-- begin Dataset records --
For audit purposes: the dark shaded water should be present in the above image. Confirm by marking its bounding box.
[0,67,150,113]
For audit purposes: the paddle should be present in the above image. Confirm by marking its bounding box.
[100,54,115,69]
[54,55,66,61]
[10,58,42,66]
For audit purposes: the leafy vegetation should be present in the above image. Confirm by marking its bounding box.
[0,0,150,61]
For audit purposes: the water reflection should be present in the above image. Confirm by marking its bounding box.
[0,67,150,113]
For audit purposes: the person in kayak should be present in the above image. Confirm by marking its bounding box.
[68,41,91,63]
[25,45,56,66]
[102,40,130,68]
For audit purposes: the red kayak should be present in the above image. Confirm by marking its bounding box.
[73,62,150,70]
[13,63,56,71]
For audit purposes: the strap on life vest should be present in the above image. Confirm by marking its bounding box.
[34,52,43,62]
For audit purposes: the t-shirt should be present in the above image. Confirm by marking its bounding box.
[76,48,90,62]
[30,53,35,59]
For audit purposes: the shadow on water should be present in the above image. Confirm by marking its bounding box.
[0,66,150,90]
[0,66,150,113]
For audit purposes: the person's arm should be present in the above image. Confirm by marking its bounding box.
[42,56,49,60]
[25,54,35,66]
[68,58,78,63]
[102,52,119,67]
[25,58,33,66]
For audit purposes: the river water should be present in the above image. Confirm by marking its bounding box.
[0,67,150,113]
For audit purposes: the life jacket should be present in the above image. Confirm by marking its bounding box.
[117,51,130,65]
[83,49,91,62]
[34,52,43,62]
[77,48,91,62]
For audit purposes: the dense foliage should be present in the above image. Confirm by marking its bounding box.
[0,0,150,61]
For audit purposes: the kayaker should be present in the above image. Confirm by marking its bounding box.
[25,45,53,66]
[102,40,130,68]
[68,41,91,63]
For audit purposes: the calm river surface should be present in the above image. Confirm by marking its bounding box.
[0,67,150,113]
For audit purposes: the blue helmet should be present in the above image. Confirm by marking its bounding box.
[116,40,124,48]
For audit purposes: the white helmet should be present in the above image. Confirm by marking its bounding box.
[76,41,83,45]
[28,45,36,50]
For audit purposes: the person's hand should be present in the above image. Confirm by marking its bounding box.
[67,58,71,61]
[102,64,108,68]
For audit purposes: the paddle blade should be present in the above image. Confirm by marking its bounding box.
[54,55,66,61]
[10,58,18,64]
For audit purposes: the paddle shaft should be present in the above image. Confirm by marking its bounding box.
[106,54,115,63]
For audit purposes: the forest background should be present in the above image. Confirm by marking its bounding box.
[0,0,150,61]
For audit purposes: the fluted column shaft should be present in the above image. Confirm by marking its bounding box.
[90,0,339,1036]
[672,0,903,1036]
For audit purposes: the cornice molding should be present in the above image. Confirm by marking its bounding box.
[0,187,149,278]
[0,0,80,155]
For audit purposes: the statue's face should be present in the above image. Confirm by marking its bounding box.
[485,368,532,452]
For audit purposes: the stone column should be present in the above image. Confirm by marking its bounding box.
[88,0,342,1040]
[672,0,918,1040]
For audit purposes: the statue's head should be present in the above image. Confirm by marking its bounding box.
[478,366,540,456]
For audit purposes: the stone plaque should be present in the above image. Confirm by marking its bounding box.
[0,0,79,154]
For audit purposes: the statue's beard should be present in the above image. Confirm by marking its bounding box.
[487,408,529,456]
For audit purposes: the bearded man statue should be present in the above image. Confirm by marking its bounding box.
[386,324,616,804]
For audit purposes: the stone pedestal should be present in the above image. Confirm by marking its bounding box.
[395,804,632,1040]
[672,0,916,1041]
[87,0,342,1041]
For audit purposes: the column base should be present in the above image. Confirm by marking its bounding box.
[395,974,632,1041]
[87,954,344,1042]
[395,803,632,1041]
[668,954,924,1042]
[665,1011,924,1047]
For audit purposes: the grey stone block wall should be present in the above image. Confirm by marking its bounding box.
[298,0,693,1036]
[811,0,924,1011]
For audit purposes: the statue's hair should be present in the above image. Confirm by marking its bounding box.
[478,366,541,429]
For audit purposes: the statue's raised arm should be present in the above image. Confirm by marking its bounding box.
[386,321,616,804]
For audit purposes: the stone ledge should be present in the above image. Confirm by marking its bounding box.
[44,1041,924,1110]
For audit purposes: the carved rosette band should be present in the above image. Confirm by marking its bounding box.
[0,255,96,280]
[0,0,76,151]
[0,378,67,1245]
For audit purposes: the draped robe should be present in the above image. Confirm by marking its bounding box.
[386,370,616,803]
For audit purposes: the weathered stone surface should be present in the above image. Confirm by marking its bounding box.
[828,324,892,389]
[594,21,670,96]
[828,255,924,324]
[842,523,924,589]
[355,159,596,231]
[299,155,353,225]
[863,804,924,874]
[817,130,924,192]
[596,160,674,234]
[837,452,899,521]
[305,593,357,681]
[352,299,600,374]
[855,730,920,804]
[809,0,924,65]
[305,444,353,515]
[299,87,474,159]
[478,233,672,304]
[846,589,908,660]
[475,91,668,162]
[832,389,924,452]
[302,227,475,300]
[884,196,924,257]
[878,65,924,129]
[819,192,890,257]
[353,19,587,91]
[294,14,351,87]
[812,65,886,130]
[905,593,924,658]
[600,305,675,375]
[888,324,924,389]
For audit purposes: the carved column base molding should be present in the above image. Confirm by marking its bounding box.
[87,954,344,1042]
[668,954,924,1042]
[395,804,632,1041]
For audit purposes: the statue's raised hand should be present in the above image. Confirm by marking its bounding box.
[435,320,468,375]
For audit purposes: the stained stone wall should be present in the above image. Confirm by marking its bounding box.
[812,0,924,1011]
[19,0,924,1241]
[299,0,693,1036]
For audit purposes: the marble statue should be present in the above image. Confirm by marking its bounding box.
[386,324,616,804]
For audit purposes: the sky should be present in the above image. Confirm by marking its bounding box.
-- end Dataset records --
- [Do this] Pull out every line of the records above and copy each one word for word, in the same order.

- [Task answer]
For audit purposes: the dark shaded water should be present in the above image. Confirm by marking its bounding box.
[0,67,150,113]
For audit purposes: the paddle should be present in the above image. Confirm by marking its bounding box.
[100,54,115,69]
[54,55,66,61]
[10,58,42,66]
For audit purposes: the leafy vegetation should be present in the above image. Confirm by marking its bounding box.
[0,0,150,61]
For audit purposes: the water reflection should be present in the above image. Confirm by marking its bounding box.
[0,67,150,113]
For audit purposes: the person in kayak should be present in the above image. Confirm by marking its bounding box.
[68,41,91,63]
[25,45,56,66]
[102,40,130,68]
For audit purposes: the red kayak should be present in the above image. Confirm by marking its bounding box.
[73,62,150,70]
[13,63,56,71]
For audit purposes: the strap on life vest should be present in the above image. Confirm by marking its bounding box.
[34,52,43,62]
For audit purposes: the t-shirt should be present in the above image. Confirm by marking its bounding box.
[76,48,90,62]
[30,53,35,59]
For audit purposes: the shadow on water should be present in the above image. Confirm by marking its bounding box.
[0,66,150,90]
[0,66,150,113]
For audit purposes: the person's arm should be present in the above image. Confirm by marking its bounding box.
[42,56,49,60]
[25,54,35,66]
[68,58,78,63]
[102,52,119,67]
[25,58,33,66]
For audit purposes: the river water should be present in the above image. Confirm by marking its bounding box.
[0,67,150,113]
For audit purposes: the life jacket should be present in the above image. Confirm by marking its bounding box.
[117,51,130,65]
[83,49,91,62]
[34,52,43,62]
[77,48,91,62]
For audit purposes: the dense foliage should be present in the above image. Confirm by marking its bounding box.
[0,0,150,61]
For audit purposes: the kayaker should be present in the above image. Confirm by marking its bounding box.
[25,45,53,66]
[102,40,130,68]
[68,41,91,63]
For audit purposes: the calm river surface should be present in the above image. Confirm by marking its bounding box.
[0,67,150,113]
For audit purposes: the blue helmet should be present in the above image. Confirm by marking its bounding box.
[116,40,124,48]
For audit purposes: the white helmet should be present in the above image. Confirm by marking its bounding box.
[76,41,83,45]
[28,45,36,50]
For audit purposes: the person's hand should be present in the above image. Confirm by marking its bounding box.
[67,58,71,61]
[102,64,108,68]
For audit purposes: the paddle blade should be present in the above image. Confirm by marking its bounding box.
[54,55,66,61]
[10,58,18,64]
For audit purposes: the paddle shaft should be present in the above image. Confirm by marking its bounding box.
[106,54,115,63]
For audit purposes: the forest background should be present in the above image. Confirm by marking its bounding box.
[0,0,150,61]
For audit purposes: the fluted column shaft should be present in the above image. Confirm by marking its bounding box.
[90,0,339,1036]
[672,0,903,1036]
For audit purposes: the cornice molding should be present in the above image. Confirm by marking its bounding box.
[0,187,149,278]
[0,0,80,155]
For audit purposes: the statue's face should be present in the above image. Confirm by marking its bounding box.
[485,368,532,452]
For audit purposes: the stone column should be present in the above image. Confirm by marking its bounding box.
[88,0,342,1040]
[672,0,918,1040]
For audit purposes: the statue's head should be present in the above image. Confirm by marking its bounding box.
[478,366,540,456]
For audit purposes: the stone plaque should be present in the above image. Confirm by marking its bounding box.
[0,0,79,154]
For audit purposes: the statue's beard should be present in the above image. Confirm by marking its bounding box.
[487,408,529,456]
For audit purposes: the bearded man statue should be present in the above image. Confirm by marking its bounding box.
[386,324,616,804]
For audit purposes: the stone pedestal should be present in the above image. Confirm by marking its bounding box.
[395,804,632,1040]
[672,0,916,1041]
[87,0,342,1041]
For audit purposes: the column base should be present in the above image. Confirm by marking its bounding box.
[395,974,632,1041]
[87,954,344,1042]
[395,803,632,1041]
[668,954,924,1042]
[665,1011,924,1047]
For audit purposes: the grey stone block wall should be present in the above image. Confirm by marking its bounding box.
[298,0,693,1036]
[811,0,924,1011]
For audit purposes: the statue's hair should be present in the above image. Confirm by marking its bounding box.
[478,366,541,429]
For audit purposes: the statue's raised arm should be present in the above image. Confirm by marking its bounding box.
[386,321,616,804]
For audit purposes: the stone ledge should be present in the above image. Confirm by marking its bounding box.
[44,1041,924,1110]
For audit purposes: the carved rosette band should be present in the above image. Confirm by marking its bounding box.
[0,255,96,280]
[0,0,76,151]
[0,378,67,1245]
For audit purposes: the draped robe should be present in the above image. Confirm by marking its bounding box.
[386,370,616,803]
For audit purposes: the weathered stone surface should be present in the above image. Confirm by marking its bounding box.
[828,324,892,389]
[594,21,670,96]
[828,255,924,324]
[842,523,924,589]
[355,159,596,231]
[299,155,353,225]
[863,804,924,874]
[817,130,924,192]
[596,160,674,234]
[837,452,899,521]
[305,593,357,681]
[352,299,600,374]
[855,730,920,804]
[809,0,924,65]
[305,444,353,515]
[299,87,474,159]
[478,233,672,304]
[846,589,908,660]
[475,91,668,162]
[832,389,924,452]
[302,227,475,300]
[884,196,924,257]
[878,65,924,129]
[819,192,890,257]
[353,19,587,91]
[294,14,351,87]
[812,65,886,130]
[905,593,924,658]
[600,305,675,375]
[888,324,924,389]
For audit purposes: the carved column base molding should be present in the above image. Confirm by marking its bounding box.
[87,954,344,1042]
[668,954,924,1042]
[395,804,632,1041]
For audit purposes: the statue's raised hand should be present in the above image. Confirm by marking its bounding box.
[435,320,468,375]
For audit purposes: the stained stone wall should be present in the above image. Confirm by marking its bounding box.
[812,0,924,1011]
[19,0,924,1241]
[299,0,693,1036]
For audit purposes: the marble statue should be present in the above image. Confirm by marking its bounding box.
[386,324,616,804]
For audit purposes: the sky should be present in the above image. Confirm by marking its bounding box.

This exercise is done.